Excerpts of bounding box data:
^^^^^^^^
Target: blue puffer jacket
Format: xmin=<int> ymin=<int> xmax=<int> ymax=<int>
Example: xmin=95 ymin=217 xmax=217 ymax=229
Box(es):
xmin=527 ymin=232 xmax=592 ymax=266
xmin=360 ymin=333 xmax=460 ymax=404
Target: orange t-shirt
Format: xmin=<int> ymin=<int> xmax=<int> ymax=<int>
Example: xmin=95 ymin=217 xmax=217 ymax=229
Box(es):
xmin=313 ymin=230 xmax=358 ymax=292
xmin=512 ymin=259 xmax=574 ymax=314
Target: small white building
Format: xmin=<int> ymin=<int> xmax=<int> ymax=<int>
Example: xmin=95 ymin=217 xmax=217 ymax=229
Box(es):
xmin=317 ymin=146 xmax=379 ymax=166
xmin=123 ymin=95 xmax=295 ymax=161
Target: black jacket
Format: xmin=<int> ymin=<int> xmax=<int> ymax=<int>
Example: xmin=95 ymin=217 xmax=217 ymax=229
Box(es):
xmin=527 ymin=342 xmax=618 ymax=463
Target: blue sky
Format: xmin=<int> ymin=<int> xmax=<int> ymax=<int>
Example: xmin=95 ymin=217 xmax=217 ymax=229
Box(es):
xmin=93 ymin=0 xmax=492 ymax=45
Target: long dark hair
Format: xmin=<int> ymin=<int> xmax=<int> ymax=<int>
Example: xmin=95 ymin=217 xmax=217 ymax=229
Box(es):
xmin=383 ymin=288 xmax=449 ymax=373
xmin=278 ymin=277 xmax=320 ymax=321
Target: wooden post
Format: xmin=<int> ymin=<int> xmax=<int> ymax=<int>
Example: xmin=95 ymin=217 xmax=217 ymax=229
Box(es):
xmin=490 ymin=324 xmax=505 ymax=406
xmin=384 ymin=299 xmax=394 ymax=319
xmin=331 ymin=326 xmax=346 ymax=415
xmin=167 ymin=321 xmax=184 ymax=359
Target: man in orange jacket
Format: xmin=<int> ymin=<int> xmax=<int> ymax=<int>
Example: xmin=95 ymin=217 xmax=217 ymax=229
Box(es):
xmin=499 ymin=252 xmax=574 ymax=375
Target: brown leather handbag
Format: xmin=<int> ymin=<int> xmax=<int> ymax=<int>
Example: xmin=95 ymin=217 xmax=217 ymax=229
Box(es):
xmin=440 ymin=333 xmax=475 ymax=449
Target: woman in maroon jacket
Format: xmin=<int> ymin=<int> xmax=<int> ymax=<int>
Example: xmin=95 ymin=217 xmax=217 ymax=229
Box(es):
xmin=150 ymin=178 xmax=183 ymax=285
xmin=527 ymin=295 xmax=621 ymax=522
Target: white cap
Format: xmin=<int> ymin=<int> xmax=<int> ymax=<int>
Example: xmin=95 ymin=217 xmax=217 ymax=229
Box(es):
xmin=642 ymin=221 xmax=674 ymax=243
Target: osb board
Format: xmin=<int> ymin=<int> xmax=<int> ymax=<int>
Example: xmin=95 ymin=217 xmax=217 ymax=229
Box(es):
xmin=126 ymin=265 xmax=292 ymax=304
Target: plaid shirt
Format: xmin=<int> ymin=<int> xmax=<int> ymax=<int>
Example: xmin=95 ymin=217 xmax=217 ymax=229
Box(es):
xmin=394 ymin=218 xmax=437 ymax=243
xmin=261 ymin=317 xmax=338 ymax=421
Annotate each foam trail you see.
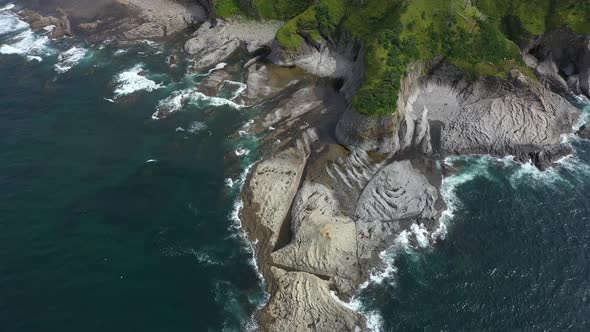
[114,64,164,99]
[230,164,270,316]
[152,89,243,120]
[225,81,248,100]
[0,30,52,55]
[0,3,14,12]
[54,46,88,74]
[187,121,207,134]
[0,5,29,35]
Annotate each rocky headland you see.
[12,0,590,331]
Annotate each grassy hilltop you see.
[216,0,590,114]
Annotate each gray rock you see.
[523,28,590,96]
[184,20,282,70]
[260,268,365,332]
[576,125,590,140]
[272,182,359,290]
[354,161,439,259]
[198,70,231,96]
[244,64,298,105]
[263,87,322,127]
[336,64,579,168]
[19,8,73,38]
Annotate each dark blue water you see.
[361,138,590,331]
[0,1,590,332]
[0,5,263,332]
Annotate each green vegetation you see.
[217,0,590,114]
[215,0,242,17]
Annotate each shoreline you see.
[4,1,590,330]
^^^^^^^^
- Instruction:
Can you copy out every line, starting at the one containing "Target: small white building" and ending at the one containing "xmin=93 ymin=0 xmax=492 ymax=45", with each box coordinate offset by adding 35?

- Task response:
Target: small white building
Format: xmin=<int> ymin=<int> xmax=<int> ymax=<int>
Example: xmin=95 ymin=217 xmax=217 ymax=229
Box(es):
xmin=352 ymin=181 xmax=414 ymax=201
xmin=158 ymin=130 xmax=330 ymax=196
Target: black jacket
Format: xmin=<int> ymin=<int> xmax=<int> ymax=<int>
Example: xmin=95 ymin=217 xmax=217 ymax=229
Box(es):
xmin=562 ymin=377 xmax=653 ymax=498
Target: blue sky
Format: xmin=<int> ymin=<int> xmax=<int> ymax=<int>
Example: xmin=95 ymin=217 xmax=217 ymax=229
Box(es):
xmin=128 ymin=35 xmax=527 ymax=80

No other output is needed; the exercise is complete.